- PROBLEM DETAILS -
Pull out every line in the listing below that contains the string "outline", and copy each one in full.

- EXERCISE DATA -
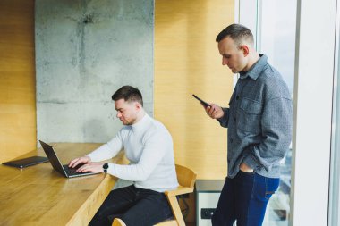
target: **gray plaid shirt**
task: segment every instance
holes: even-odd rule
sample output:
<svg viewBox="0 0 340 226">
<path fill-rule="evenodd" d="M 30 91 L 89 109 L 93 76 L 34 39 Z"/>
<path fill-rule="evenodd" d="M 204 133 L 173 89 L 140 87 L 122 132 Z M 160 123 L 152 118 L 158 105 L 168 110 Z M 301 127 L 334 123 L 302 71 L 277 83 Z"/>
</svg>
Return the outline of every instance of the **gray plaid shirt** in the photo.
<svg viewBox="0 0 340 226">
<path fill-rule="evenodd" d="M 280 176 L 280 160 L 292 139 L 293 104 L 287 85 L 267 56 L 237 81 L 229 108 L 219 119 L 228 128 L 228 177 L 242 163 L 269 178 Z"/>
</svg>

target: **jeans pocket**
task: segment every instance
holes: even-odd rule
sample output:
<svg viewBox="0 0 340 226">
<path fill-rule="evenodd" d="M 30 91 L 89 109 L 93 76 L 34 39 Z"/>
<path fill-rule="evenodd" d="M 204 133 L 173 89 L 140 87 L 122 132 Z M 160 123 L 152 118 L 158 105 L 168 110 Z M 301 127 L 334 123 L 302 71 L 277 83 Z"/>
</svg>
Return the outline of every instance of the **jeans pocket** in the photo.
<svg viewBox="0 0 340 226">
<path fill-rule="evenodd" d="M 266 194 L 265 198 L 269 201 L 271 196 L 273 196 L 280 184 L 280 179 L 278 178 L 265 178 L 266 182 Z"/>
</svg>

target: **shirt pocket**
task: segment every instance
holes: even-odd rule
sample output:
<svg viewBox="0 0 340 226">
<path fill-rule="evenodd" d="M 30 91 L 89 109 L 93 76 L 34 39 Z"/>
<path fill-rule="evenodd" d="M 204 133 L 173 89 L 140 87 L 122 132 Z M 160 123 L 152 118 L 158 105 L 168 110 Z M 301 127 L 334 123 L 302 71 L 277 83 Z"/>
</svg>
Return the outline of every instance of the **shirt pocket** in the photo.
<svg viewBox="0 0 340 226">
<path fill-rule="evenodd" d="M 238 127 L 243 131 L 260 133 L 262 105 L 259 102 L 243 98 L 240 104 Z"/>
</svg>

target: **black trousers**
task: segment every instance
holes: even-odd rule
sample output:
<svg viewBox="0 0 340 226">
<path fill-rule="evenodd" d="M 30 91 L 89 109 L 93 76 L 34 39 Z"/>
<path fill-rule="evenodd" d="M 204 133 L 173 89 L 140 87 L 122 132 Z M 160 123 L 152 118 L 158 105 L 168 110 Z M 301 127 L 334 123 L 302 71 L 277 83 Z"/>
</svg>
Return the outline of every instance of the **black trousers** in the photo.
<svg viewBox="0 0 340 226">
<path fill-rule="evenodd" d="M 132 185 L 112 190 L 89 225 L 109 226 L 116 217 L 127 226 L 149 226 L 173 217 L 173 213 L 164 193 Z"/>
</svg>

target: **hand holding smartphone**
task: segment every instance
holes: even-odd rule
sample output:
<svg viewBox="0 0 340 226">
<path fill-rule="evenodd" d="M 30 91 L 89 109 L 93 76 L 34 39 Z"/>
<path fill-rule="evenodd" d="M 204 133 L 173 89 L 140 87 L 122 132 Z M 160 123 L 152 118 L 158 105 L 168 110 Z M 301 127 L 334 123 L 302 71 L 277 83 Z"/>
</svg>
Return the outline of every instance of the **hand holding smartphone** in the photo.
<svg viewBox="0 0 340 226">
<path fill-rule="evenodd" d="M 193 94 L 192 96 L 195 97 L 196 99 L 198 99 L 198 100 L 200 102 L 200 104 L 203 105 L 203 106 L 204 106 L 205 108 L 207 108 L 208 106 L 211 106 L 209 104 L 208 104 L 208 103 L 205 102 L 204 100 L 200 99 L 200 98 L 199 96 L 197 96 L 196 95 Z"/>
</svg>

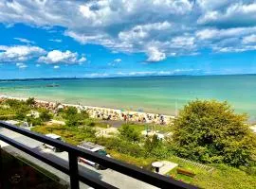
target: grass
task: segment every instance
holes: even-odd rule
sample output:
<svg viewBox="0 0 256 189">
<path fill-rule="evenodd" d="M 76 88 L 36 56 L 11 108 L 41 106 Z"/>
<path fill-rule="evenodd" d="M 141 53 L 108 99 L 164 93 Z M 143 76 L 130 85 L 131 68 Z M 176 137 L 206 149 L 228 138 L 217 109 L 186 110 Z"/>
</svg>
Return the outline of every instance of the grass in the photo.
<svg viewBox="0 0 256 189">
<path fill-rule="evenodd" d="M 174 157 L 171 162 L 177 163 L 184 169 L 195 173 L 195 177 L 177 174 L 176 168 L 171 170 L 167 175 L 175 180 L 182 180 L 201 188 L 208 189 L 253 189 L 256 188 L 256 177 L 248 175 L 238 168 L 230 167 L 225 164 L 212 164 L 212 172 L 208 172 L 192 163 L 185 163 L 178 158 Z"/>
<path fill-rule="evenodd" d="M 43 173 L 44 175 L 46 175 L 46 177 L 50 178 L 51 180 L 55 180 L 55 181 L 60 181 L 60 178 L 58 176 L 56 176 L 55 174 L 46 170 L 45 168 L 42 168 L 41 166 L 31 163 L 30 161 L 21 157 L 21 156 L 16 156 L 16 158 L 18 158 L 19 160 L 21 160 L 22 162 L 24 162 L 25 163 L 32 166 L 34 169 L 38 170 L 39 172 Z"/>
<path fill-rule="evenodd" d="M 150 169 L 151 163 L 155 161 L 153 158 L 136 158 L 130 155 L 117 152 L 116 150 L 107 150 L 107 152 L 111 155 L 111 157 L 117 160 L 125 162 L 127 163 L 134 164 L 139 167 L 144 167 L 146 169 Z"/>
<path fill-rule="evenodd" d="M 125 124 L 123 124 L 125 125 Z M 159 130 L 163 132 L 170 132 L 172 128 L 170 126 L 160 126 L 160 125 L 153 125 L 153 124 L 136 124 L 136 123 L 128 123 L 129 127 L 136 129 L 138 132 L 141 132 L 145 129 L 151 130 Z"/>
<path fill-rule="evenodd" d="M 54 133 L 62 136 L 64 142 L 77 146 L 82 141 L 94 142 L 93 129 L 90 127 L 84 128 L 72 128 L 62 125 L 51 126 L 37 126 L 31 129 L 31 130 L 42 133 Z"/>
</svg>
---
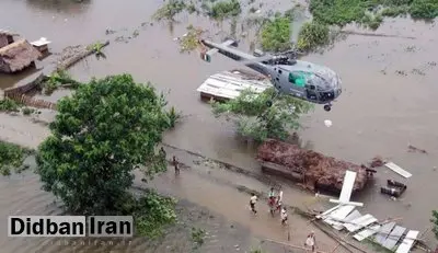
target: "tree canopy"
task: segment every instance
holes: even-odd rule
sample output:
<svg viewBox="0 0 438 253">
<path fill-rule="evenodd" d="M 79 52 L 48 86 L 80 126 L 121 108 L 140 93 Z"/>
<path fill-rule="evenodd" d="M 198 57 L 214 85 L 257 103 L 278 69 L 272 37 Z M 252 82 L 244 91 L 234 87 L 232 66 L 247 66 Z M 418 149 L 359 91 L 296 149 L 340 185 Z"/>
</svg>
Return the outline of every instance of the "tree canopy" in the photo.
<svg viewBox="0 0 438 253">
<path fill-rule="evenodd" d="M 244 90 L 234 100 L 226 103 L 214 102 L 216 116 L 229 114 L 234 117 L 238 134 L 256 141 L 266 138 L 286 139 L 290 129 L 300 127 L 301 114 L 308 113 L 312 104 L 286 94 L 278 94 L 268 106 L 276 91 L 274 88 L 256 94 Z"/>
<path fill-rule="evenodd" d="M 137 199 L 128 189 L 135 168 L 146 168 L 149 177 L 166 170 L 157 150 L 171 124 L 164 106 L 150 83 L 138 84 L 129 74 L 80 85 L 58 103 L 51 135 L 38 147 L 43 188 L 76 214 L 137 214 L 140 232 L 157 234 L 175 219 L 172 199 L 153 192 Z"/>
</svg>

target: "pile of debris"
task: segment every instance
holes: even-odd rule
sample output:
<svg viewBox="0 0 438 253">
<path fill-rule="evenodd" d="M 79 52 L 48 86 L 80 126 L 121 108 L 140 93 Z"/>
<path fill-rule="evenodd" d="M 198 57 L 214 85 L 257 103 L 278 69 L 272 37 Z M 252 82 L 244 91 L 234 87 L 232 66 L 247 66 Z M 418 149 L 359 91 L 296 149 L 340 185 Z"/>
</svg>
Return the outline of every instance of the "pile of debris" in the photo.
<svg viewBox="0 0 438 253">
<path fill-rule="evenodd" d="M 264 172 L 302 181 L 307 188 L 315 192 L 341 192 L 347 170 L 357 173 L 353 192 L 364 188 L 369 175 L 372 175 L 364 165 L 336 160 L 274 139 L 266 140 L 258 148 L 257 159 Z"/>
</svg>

- ANSWER TO THE EXERCISE -
Return the outline of every instance of the **gray plaid shirt** in the photo.
Return the outline of every instance of the **jeans pocket** in the photo.
Return the outline of every instance of the **shirt pocket** in the photo.
Return the outline of every instance of the **black trousers** in the photo.
Return the outline of every instance of the **hand holding smartphone** in the photo.
Return the outline of every instance of the grass in the photo.
Return the outline of every instance of the "tree canopy" in the photo.
Return the outline of every instance of the "pile of debris" in the photo.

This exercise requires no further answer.